The entries below must be transcribed exactly. Leave nothing out.

______

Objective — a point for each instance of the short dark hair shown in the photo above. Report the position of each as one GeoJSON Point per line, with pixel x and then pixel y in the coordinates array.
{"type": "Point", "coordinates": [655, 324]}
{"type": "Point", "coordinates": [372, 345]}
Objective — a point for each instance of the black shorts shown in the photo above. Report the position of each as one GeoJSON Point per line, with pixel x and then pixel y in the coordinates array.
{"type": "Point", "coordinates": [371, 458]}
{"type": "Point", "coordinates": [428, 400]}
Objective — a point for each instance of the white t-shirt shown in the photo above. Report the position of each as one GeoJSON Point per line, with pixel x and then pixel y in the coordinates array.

______

→ Response for this exercise
Objective — a point for each instance of the short dark hair shown in the photo above. Report the position of each as one GeoJSON Point per line, with pixel x and then pixel y in the coordinates array.
{"type": "Point", "coordinates": [655, 324]}
{"type": "Point", "coordinates": [372, 345]}
Objective — a point for each instance of the black shorts shown in the photo above. Report the position of each as one GeoJSON Point per line, with pixel x and then pixel y in the coordinates array.
{"type": "Point", "coordinates": [371, 458]}
{"type": "Point", "coordinates": [428, 400]}
Objective — a point for each instance of the white t-shirt shown in the photo above. Report the position of each as one GeoJSON Point per line, with pixel x and then pixel y in the coordinates array.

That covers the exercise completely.